Tasks and exercises:
(A) List every author the Siri text cites with a publication year in parentheses, along with that year.
(B) Reproduce the Siri text word for word, everything from "Surprisingly, three of" down to "(The Jewish Siri)".

Provided text:
■ ■ ■ ■ ■ ■ ■

At the same time, Siri is embodied in the sense of residing on servers in Apple's global data servers (i.e. "in the cloud"), with some processing done on people’s phones. It’s unwise environmentally to ignore these aspects. See the short documentary "Bundled, Buried, & Behind Closed Doors."
One interdisciplinary account of consumption-based identity work is "consumer culture theory" (CCT). Arnould and Thompson (2005) reviewed CCT research, suggesting that consumers can be viewed as "identity seekers and makers" (871) when the marketplace is viewed as "a preeminent source of mythic and symbolic resources through which people, including those who lack resources to participate in the market as full-fledged consumers, construct narratives of identity" (871).
Speaking from a rhetorical perspective, Greg Dickinson (2002) argued that in a postmodern age, places of consumption are also places in which material arrangements allow people to participate in and draw from in developing a sense of self:
Our collective and individual subjectivities are always at stake, and they are always at stake even in, perhaps especially in, the mundane and banal practices of the everyday. Our selves are under construction as we hoist a cup of coffee, buy a magazine, teach a class, read a book, discuss the weather, ride our bikes to work. (p. 6)
This project would add, "and ask Siri for a recommendation."
For some scholars, consumption-based identity work can be analyzed through evaluating it, e.g. Warde's (1994) contention (following Durkheim) that consumerism is "suicide." Regardless of the theoretical assessment of the value of consumer-based identity work, it makes sense that the videos' reimagined Siris would draw on consumption as a source of identity formation, given how the voice "assistant" frame that Apple, Amazon, and Google use for Siri, Alexa, and Google Assistant is within a business context, of buying, learning, dictating, etc.
Surprisingly, three of the reambiguations are name-based and therefore within the real Siri's purview:
"Avroham Fried, call Chaim Yichiel Miche." "Say 1 for Chaim Cohim Michel Goldberg, say 2 for Chaim Chohim Michel Goldfarb." "The second one." (The Jewish Siri)
"iGay, call Ryan." "Which of the 10 Ryans in your contact list would you like me to call?" "My ex, Ryan." "Which of the 8 Ryans in your contact list would you like me to call?" "I don't care!" (iGay (Siri parody))
"Siri, can you call my tía?" "[long list displayed] Which tía do you want to call?" (If Siri was Mexican PART 3)
These draw on the stereotypes that certain Jewish people's names are common, that gay people are promiscuous, and that Mexican people have large families, respectively.
Sometimes the Siri performs a culturally specific disambiguation:
[while looking at a Ford Mustang] "Siri, how much is a Mustang?" "[picture of a horse] According to my sources, they cost 50,000 pesos" (If Siri was Mexican PART 1)
[while putting on a tie] "Siri, what's the name of the place where they prepare food right in front of you?" "[picture of a sidewalk food vendor] Do you mean, Elotero?" [If Siri was Mexican, part 2]
In the first exaple, the person's view of a car cues viewers to the speaker's intended meaning of (the car) Mustang (rather than the type of horse). The second example has more subtle visual clues; I suspect that the guy putting on a tie is supposed to signal a formal dinner (perhaps a date), suggesting that he might be thinking of hibachi grill. This would be a funny contrast to the Mexican Siri's recommendation of a casual street vendor. AI's ability to appropriately disambiguate is at the forefront of not only theoretical AI research (see the benchmarks for "word-sense disambiguation"), but is also central to the Turing test (see Fancher (2018)), and critical research on Google's search algorithms (Noble (2018), see especially her motivating example of search results for "black girl").

■ ■ ■ ■ ■ ■ ■

Raw records:

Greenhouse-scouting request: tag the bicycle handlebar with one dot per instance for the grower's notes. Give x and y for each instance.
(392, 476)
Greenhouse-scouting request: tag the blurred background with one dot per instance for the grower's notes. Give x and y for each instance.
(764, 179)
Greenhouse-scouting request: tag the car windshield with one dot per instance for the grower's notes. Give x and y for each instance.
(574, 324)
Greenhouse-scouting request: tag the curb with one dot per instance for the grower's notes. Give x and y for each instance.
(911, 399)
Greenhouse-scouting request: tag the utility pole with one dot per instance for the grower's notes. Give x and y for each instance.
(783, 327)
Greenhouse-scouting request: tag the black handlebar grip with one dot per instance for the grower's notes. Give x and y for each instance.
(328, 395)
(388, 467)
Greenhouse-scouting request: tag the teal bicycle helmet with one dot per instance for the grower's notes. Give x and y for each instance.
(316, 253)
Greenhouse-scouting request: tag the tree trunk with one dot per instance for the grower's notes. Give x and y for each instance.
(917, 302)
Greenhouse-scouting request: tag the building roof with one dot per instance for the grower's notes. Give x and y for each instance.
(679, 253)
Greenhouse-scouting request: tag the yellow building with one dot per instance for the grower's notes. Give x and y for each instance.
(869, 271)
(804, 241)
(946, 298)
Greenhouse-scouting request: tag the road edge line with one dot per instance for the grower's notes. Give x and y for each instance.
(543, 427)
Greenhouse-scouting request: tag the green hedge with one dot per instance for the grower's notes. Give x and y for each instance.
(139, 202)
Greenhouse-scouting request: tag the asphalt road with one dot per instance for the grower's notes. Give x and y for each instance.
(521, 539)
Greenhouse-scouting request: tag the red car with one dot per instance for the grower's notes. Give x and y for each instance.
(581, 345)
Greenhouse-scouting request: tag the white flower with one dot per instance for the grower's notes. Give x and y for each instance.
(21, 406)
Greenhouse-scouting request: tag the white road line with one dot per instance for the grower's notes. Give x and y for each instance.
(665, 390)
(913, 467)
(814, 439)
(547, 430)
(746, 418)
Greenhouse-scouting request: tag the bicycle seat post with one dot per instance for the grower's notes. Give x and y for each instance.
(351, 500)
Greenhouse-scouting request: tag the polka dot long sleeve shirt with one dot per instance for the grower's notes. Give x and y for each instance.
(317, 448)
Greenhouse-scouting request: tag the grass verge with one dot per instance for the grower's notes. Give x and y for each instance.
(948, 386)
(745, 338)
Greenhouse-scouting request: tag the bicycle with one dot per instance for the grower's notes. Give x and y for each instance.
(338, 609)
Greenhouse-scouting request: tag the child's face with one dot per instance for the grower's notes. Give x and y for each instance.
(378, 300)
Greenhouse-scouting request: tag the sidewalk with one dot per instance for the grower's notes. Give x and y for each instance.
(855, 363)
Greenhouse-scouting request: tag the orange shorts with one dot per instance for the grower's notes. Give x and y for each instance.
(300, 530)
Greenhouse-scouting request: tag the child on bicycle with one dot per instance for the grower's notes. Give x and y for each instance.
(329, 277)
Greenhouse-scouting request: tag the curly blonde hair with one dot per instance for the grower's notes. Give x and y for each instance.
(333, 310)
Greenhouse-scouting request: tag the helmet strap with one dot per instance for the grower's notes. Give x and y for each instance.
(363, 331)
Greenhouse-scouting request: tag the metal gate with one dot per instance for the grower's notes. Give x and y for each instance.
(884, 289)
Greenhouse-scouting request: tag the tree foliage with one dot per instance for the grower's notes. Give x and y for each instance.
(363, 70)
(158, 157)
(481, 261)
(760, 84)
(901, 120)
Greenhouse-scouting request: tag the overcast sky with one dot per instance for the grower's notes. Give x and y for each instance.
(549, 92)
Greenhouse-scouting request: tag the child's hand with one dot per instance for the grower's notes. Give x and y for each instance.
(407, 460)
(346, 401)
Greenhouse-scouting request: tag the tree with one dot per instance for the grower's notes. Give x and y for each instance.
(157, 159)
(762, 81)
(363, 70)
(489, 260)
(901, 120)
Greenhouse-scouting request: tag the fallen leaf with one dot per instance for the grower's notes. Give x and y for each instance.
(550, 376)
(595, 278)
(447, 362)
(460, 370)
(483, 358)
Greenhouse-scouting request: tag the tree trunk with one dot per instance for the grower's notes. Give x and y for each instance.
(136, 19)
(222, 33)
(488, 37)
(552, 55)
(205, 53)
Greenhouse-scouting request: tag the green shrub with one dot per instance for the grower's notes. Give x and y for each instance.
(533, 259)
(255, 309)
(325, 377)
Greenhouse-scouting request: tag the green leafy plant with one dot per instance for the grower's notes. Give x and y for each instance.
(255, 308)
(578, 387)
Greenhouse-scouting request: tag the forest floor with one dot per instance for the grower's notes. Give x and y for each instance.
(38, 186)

■ ■ ■ ■ ■ ■ ■

Outputs:
(A)
Arnould and Thompson (2005)
Greg Dickinson (2002)
Warde (1994)
Fancher (2018)
Noble (2018)

(B)
Surprisingly, three of the reambiguations are name-based and therefore within the real Siri's purview:
"Avroham Fried, call Chaim Yichiel Miche." "Say 1 for Chaim Cohim Michel Goldberg, say 2 for Chaim Chohim Michel Goldfarb." "The second one." (The Jewish Siri)